start GIVEN RECORDS
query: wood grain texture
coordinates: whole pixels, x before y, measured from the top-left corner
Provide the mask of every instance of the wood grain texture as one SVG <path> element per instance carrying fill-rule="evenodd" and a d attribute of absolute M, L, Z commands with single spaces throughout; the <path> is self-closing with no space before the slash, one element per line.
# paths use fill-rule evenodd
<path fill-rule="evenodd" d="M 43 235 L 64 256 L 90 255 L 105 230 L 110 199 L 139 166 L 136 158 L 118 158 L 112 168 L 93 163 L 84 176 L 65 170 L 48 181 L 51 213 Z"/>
end GIVEN RECORDS
§ WHAT YOU NEED TO DO
Can you rename "wood grain texture" to "marble surface" everywhere it occurs in the records above and give them again with nothing else changed?

§ THE ANSWER
query: marble surface
coordinates: whole pixels, x before y, measured from the top-left corner
Provide the mask of every instance of the marble surface as one SVG <path> element per instance carrying fill-rule="evenodd" and a d attribute of absolute M, L, Z commands with single spaces throughout; the <path> is self-closing with no space before the slash, one element per line.
# paths use fill-rule evenodd
<path fill-rule="evenodd" d="M 43 235 L 64 256 L 90 255 L 105 230 L 110 199 L 139 166 L 136 158 L 118 158 L 112 168 L 93 163 L 84 176 L 65 170 L 48 181 L 51 213 Z"/>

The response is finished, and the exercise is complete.